Copy word for word the portion of the Prophesee sensor passage between "Prophesee is working" and "compute,’ Verre said.", inclusive.

::: Selected extract

Each pixel is independent and asynchronous, adjusting at the pixel level according to the dynamic and the light in the scene. If part of the scene is static – like the floor in an industrial setting – no information will be recorded. Slow changes in the scene will be sampled slowly; if something fast happens the pixel will react quickly.
Because the sensor is only recording dynamic events, the data volume is relatively low. ‘The amount of data we produce is orders of magnitude lower than what you would get with a frame camera,’ Verre said.
He said that the efficiency of the sensor means high-speed counting, operating at thousands of frames per second, can be run on a mobile system-on-chip, such as a Snapdragon 845. Imago’s VisionCam product carries out image processing internally on a computer board.
Prophesee is working on a
project counting droplets being deposited very quickly on a target object. ‘We can do this at high precision and with low compute,’ Verre said.
Monitoring vibration of machines for predictive maintenance is another application Prophesee is involved in. The sensor can measure vibration frequency and amplitude in real time to give an indication of when a machine might be about to fail.
A more traditional approach would be to use an accelerometer, but an image sensor is non-intrusive and can monitor inaccessible parts of the machine or areas that get very hot.
Prophesee has also deployed its sensor with a large machine tools manufacturer to monitor laser welding. The exposure of each pixel in the Metavision sensor can be adjusted independently, giving a wide dynamic range, making it useful for imaging a bright weld spot.

::::::
::: Provided material

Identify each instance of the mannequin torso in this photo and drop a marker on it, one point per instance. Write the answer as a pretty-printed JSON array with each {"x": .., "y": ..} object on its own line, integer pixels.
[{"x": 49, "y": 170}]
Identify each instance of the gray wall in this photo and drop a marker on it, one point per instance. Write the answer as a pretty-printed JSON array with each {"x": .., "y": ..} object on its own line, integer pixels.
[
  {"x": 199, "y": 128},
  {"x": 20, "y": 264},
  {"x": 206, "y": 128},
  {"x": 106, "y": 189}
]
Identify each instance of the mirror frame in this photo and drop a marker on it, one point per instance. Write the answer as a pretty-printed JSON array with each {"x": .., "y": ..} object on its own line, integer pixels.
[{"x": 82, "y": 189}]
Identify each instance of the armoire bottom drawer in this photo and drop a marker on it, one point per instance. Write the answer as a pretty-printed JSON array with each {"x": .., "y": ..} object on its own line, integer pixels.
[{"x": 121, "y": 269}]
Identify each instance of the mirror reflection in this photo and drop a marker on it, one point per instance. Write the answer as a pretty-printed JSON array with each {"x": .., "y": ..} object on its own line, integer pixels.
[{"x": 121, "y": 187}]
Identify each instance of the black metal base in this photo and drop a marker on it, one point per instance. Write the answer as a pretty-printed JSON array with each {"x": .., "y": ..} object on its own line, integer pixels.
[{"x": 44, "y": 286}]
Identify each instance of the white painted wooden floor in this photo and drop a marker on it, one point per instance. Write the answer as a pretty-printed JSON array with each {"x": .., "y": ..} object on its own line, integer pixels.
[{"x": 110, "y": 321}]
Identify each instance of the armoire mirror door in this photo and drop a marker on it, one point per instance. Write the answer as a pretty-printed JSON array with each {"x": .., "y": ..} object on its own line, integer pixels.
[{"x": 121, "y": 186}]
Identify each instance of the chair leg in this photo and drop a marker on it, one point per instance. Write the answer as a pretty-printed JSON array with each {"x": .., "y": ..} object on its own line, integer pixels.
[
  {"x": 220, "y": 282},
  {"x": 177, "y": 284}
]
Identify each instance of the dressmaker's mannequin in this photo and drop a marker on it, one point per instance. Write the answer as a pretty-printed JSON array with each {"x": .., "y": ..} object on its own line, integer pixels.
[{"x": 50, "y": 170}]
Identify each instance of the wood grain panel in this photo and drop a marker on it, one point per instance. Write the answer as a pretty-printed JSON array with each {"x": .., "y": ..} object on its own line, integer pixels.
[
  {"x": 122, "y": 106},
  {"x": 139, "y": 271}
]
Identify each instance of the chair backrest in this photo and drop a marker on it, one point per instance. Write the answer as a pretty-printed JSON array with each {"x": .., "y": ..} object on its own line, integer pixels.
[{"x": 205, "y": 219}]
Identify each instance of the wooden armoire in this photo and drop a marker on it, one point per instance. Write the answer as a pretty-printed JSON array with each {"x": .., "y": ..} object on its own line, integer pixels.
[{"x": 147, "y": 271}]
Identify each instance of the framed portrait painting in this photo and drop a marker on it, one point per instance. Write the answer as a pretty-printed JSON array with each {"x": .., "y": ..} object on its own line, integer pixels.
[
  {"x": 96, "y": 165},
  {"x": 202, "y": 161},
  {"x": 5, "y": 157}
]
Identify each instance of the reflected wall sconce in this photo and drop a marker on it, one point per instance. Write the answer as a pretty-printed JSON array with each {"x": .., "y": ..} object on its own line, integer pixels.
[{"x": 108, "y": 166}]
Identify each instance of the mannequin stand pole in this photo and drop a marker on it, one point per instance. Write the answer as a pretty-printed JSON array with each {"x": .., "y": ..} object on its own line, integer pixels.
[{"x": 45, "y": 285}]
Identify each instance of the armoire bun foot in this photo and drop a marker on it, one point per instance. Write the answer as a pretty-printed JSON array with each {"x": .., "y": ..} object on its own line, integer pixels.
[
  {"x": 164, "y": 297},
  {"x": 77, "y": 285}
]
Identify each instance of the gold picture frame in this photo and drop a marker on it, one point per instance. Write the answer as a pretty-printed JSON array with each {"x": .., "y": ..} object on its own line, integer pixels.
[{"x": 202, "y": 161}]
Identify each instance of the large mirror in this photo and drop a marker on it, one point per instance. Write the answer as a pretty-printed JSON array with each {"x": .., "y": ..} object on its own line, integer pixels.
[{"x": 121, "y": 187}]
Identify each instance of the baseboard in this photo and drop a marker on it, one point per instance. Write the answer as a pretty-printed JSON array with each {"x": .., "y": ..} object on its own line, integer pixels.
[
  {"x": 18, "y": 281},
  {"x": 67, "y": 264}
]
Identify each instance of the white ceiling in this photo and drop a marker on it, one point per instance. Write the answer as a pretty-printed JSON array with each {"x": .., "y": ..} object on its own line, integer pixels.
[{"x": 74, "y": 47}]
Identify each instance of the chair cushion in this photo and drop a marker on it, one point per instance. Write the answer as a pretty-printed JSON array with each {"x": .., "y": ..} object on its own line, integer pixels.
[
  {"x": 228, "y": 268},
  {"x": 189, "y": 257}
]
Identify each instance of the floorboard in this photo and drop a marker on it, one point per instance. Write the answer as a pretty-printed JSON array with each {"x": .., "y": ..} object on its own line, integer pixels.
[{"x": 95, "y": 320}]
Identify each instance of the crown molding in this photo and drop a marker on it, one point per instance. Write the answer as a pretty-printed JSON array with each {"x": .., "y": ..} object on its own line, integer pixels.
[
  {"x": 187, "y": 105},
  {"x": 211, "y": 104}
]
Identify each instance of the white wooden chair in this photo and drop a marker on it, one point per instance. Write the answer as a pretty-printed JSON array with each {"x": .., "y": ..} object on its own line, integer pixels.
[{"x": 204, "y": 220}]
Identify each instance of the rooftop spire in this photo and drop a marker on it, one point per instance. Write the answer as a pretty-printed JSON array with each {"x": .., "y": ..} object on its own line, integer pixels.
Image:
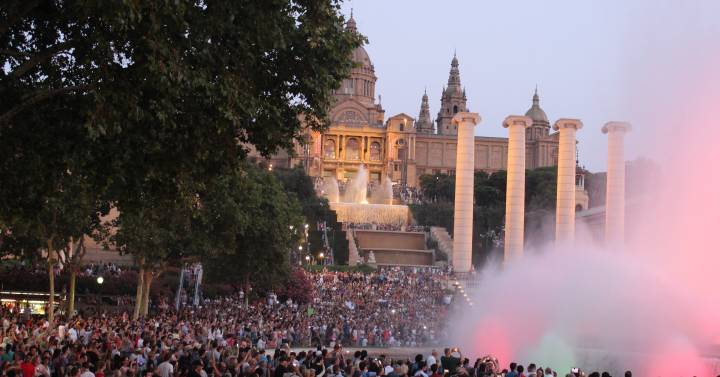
[
  {"x": 351, "y": 25},
  {"x": 424, "y": 124},
  {"x": 454, "y": 79}
]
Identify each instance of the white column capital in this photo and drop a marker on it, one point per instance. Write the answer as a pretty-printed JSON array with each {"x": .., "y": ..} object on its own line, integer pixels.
[
  {"x": 464, "y": 118},
  {"x": 517, "y": 120},
  {"x": 565, "y": 123},
  {"x": 610, "y": 127}
]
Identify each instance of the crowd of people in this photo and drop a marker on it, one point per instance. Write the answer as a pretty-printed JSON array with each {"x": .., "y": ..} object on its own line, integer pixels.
[
  {"x": 387, "y": 227},
  {"x": 193, "y": 344},
  {"x": 233, "y": 337}
]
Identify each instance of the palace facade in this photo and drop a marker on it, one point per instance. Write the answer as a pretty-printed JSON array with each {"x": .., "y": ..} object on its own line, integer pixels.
[{"x": 401, "y": 147}]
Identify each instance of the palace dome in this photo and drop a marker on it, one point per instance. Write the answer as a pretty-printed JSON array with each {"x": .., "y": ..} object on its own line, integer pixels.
[{"x": 536, "y": 113}]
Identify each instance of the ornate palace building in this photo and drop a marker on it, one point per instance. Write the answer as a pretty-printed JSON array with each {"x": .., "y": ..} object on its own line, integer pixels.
[{"x": 402, "y": 147}]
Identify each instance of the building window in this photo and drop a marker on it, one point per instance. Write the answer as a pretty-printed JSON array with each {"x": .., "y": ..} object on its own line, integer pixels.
[
  {"x": 375, "y": 151},
  {"x": 329, "y": 148},
  {"x": 353, "y": 149}
]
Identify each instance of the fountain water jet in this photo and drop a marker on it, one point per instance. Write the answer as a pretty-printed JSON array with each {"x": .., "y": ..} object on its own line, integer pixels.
[
  {"x": 332, "y": 191},
  {"x": 356, "y": 191}
]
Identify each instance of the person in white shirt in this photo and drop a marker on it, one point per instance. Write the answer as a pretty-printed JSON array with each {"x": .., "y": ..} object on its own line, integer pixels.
[
  {"x": 72, "y": 333},
  {"x": 86, "y": 371},
  {"x": 165, "y": 369},
  {"x": 432, "y": 359}
]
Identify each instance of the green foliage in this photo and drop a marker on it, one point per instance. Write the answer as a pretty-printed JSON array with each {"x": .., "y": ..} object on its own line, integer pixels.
[
  {"x": 251, "y": 213},
  {"x": 541, "y": 188},
  {"x": 489, "y": 207},
  {"x": 299, "y": 185},
  {"x": 438, "y": 187},
  {"x": 50, "y": 191}
]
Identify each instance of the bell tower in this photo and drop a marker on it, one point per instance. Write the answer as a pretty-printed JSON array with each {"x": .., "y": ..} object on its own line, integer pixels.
[{"x": 454, "y": 100}]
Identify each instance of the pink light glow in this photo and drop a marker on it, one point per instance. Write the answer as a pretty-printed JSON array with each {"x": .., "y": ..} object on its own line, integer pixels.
[{"x": 655, "y": 306}]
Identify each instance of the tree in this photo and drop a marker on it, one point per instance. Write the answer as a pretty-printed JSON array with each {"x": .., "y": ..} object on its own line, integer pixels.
[
  {"x": 171, "y": 92},
  {"x": 50, "y": 197},
  {"x": 252, "y": 214}
]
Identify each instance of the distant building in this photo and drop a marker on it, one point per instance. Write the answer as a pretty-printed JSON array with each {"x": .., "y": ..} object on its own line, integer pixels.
[{"x": 404, "y": 148}]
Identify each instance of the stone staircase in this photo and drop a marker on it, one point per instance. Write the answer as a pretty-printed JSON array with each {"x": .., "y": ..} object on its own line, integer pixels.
[
  {"x": 443, "y": 240},
  {"x": 353, "y": 254}
]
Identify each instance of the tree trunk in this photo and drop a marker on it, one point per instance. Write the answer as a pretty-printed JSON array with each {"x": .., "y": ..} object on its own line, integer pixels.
[
  {"x": 71, "y": 294},
  {"x": 139, "y": 294},
  {"x": 51, "y": 289},
  {"x": 146, "y": 292}
]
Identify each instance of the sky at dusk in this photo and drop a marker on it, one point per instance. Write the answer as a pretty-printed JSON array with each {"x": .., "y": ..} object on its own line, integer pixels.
[{"x": 593, "y": 60}]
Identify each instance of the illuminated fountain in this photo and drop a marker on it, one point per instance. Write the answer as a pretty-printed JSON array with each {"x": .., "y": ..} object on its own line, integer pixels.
[
  {"x": 652, "y": 305},
  {"x": 354, "y": 206}
]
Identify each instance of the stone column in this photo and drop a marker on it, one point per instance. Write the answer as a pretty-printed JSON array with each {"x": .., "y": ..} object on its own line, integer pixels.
[
  {"x": 515, "y": 197},
  {"x": 464, "y": 190},
  {"x": 565, "y": 213},
  {"x": 615, "y": 195}
]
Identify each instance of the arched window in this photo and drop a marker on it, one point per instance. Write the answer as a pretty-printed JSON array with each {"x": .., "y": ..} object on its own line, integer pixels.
[
  {"x": 353, "y": 149},
  {"x": 375, "y": 151},
  {"x": 329, "y": 148}
]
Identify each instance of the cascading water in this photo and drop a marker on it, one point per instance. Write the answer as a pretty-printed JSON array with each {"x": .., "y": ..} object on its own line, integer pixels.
[
  {"x": 652, "y": 307},
  {"x": 356, "y": 191},
  {"x": 382, "y": 193},
  {"x": 332, "y": 191}
]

::::::

**Reply to the task**
Prophesee is working on a
project counting droplets being deposited very quickly on a target object. ‘We can do this at high precision and with low compute,’ Verre said.